*Instructions for the task*. Could you return the lines below without any change, starting at the first line and ending at the line that contains "point(193, 386)"?

*Given data*.
┌────────

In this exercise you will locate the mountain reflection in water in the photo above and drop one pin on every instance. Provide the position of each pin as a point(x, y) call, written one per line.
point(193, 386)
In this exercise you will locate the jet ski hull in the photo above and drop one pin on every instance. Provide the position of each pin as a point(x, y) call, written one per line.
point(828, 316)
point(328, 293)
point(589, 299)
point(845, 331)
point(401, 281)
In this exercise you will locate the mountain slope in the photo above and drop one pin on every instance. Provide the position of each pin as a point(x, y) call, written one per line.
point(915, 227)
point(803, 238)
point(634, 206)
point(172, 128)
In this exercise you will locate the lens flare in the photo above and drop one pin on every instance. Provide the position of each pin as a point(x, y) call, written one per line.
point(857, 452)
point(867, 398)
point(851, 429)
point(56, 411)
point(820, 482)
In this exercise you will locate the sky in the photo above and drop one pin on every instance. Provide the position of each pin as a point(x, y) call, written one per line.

└────────

*Result of the exercise*.
In this exercise you will locate the mountain reflection in water in the photo above and drop one pin on every instance. Provide the position of each pin as a point(x, y) call, written one per line.
point(193, 386)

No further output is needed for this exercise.